SHORT PROBLEM ▸
Both the line containing "with purple scarf." and the last line of the listing are included: write out exactly the lines from one to the other.

PROVIDED DATA ▸
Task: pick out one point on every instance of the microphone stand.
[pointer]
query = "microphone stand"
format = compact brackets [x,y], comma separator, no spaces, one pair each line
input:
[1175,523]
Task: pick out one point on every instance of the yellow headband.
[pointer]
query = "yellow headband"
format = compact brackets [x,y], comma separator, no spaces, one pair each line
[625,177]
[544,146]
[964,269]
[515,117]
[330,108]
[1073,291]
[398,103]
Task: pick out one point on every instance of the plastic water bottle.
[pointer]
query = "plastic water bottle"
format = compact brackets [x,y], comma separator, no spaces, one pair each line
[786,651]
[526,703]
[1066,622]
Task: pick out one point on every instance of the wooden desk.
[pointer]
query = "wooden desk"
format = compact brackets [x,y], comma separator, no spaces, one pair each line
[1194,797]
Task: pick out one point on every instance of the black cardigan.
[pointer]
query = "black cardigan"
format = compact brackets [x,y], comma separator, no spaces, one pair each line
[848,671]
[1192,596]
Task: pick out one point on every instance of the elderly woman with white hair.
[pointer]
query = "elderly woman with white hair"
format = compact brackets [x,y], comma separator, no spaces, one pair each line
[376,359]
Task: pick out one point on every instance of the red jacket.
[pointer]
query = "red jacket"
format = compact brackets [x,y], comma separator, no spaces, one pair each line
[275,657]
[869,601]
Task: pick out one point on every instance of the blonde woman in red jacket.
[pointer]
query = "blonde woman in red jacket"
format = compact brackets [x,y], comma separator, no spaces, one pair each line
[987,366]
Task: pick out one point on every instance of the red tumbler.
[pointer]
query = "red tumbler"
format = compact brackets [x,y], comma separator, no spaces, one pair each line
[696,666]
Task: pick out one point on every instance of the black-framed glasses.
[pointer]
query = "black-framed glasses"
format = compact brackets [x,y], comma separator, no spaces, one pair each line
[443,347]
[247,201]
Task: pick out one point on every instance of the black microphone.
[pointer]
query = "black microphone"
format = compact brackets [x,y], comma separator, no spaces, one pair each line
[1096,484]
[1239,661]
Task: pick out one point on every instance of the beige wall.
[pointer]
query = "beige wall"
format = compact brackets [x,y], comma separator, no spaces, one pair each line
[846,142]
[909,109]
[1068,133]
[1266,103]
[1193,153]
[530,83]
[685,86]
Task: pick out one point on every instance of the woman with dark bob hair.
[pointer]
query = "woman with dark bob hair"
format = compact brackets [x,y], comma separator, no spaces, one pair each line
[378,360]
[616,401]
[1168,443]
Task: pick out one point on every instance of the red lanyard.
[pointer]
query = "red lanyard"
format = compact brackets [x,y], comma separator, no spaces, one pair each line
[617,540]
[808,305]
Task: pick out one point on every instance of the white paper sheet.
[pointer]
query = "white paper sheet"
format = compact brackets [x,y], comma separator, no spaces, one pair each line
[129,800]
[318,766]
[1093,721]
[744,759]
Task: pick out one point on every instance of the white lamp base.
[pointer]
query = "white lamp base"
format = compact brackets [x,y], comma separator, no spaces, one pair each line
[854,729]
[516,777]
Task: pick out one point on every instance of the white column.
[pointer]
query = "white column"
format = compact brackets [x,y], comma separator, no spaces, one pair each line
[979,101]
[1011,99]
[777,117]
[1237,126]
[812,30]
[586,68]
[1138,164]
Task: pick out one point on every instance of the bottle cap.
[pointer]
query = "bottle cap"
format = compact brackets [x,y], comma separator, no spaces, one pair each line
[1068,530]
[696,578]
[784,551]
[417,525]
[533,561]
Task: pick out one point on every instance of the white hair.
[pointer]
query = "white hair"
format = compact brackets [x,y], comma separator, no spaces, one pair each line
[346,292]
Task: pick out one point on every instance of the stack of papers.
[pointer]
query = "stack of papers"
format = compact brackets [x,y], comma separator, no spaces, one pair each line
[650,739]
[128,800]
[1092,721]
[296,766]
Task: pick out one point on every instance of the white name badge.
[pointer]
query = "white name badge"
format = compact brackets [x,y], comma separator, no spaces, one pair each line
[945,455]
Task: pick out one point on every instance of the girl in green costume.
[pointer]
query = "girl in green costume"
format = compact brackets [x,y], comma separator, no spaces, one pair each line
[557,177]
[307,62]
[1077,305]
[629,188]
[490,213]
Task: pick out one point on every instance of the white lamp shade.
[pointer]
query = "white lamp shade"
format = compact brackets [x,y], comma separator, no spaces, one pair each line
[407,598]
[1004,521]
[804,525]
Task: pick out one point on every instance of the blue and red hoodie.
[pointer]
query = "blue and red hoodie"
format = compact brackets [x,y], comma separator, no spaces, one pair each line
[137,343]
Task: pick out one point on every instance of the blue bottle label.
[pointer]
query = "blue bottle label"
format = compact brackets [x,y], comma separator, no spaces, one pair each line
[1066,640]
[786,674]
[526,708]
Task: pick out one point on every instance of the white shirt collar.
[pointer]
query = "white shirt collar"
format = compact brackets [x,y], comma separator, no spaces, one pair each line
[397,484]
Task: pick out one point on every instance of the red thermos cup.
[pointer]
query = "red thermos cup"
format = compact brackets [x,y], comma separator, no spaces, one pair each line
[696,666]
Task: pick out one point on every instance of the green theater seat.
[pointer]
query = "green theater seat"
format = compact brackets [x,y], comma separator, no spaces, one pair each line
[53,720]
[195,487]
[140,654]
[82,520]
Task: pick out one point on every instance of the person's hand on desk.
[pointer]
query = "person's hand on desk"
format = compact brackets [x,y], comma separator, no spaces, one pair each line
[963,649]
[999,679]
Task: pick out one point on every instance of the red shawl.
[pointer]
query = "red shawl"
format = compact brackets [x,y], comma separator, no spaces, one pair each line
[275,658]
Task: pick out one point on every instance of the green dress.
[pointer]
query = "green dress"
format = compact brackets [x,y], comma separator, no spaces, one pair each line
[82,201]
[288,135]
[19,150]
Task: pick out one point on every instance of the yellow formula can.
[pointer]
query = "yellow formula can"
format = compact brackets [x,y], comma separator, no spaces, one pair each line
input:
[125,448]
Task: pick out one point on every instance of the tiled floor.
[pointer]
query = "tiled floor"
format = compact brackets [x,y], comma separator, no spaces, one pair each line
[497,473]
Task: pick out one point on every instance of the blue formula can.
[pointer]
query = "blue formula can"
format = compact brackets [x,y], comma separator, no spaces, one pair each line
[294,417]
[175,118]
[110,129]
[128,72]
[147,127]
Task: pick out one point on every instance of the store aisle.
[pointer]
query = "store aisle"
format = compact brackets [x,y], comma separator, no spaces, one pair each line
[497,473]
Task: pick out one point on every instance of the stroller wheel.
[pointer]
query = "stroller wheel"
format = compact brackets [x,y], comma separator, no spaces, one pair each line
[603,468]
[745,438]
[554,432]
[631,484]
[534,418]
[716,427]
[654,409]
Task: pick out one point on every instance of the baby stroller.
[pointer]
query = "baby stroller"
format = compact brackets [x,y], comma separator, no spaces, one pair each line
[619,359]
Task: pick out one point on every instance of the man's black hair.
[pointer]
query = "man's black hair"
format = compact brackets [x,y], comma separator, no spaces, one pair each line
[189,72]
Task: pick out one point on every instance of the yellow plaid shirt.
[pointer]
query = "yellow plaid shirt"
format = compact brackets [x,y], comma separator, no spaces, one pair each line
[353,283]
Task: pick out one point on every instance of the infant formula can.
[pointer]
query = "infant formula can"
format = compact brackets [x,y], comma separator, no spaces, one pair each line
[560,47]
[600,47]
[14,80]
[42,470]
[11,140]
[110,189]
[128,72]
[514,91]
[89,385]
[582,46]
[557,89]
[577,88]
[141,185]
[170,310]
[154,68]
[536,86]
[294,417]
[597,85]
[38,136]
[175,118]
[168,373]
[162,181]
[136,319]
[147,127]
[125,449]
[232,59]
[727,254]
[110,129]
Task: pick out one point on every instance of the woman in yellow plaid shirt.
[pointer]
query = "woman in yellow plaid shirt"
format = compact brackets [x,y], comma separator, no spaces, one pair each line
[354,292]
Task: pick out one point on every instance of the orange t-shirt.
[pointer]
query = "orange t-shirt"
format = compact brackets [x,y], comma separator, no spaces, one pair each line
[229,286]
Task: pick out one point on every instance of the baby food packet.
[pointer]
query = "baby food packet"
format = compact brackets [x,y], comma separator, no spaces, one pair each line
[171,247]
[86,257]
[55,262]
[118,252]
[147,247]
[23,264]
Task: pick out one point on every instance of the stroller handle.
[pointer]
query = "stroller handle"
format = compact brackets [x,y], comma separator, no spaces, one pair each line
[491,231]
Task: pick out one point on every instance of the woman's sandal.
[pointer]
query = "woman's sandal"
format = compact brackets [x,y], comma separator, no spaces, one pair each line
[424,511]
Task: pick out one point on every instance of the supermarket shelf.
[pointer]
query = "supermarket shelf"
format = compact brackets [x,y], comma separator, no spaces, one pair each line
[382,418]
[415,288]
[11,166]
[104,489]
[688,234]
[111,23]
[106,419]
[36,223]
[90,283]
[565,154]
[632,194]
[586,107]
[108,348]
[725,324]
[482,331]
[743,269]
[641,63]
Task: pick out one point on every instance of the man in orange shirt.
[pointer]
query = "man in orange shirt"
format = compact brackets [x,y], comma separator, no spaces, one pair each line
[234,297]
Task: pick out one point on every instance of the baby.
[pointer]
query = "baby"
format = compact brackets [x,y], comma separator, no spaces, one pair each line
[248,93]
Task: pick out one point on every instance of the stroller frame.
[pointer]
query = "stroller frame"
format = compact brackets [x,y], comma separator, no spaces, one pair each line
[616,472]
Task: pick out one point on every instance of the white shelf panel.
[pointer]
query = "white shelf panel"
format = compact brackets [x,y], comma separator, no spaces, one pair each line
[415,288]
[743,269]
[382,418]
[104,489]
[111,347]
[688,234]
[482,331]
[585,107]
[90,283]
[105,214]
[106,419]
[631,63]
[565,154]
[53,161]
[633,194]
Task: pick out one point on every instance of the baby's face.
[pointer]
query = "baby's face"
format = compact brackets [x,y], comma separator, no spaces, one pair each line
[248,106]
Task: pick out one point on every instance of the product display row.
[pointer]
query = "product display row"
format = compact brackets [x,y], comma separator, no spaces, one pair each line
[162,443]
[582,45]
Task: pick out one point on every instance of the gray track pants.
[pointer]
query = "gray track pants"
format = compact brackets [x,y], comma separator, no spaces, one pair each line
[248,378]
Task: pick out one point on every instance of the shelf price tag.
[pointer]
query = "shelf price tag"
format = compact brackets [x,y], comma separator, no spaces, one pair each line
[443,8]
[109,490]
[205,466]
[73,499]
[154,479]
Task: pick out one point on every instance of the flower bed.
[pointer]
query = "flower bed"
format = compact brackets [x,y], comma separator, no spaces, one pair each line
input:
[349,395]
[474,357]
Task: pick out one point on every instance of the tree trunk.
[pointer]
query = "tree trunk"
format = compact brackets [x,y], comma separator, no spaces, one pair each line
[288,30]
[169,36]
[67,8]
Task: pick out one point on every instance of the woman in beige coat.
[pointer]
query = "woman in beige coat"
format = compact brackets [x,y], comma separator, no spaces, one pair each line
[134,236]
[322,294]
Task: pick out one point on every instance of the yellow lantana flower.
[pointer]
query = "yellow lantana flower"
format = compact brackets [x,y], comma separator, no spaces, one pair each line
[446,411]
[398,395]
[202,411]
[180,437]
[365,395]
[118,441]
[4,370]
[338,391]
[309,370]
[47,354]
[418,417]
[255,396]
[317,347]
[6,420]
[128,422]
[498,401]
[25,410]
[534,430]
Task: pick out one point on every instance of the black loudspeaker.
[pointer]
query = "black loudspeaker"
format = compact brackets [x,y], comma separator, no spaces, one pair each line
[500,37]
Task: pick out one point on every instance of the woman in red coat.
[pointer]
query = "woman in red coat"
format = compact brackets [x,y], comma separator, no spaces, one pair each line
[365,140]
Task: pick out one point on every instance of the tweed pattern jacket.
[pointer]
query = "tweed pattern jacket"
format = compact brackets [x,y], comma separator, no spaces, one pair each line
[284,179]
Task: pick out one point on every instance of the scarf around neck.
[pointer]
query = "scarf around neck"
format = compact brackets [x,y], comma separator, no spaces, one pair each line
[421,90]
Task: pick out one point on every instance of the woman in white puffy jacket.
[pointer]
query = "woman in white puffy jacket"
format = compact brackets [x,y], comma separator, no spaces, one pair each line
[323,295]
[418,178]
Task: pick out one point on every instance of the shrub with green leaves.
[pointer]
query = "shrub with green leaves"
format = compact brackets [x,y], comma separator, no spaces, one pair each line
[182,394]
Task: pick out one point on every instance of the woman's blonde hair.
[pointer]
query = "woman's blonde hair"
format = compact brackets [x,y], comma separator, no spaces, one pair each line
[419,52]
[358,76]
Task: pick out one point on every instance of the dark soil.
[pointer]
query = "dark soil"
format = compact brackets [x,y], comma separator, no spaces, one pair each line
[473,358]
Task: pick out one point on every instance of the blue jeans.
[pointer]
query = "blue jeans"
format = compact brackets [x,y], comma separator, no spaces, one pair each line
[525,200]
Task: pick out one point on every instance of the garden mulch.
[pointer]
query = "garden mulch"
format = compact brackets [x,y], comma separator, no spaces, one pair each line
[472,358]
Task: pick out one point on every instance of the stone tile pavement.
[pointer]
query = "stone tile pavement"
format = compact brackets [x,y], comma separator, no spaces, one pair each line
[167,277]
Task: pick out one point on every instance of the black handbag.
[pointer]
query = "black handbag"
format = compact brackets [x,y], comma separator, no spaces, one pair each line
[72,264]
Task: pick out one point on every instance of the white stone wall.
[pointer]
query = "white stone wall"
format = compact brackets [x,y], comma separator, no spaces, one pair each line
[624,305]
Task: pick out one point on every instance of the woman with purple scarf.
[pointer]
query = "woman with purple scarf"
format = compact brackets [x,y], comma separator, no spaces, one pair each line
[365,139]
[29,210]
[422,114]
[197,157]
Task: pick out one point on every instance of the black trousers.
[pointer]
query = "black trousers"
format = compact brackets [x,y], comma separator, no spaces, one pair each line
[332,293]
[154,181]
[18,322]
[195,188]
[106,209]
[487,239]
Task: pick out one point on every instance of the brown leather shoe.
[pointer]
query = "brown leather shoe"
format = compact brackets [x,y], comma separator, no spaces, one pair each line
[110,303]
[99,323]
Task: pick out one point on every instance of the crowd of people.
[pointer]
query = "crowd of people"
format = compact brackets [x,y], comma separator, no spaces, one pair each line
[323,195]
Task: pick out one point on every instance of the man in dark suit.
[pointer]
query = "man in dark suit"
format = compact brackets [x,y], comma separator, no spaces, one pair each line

FINISHED EXERCISE ▸
Task: pick out one point on every instance of the woman with purple scarf.
[pointer]
query = "woman with purple scarf"
format = compact brackets [x,y], comma separator, no spaces, one pair each line
[365,139]
[29,210]
[422,114]
[197,157]
Task: pick out one point on every instance of the black trousers.
[pointer]
query = "black trousers"
format = compact brackets [x,y], comma separator, no spaces, one pair each line
[332,293]
[154,181]
[18,322]
[195,188]
[106,209]
[487,239]
Task: pick out one point on every instance of the brown leather shoe.
[pointer]
query = "brown leather shoe"
format = compact brackets [x,y], comma separator, no spaces, one pair each line
[110,303]
[99,323]
Task: pick out one point on every instance of the crowd of people.
[pointer]
query = "crowd of people"
format = compact brackets [x,y], comma separator, no spaces, one pair each line
[323,195]
Task: pick out one point on every instance of the man in dark suit.
[pointer]
query = "man in dark suit"
format = compact brackets [x,y], comma separator, no spaces, one pair each line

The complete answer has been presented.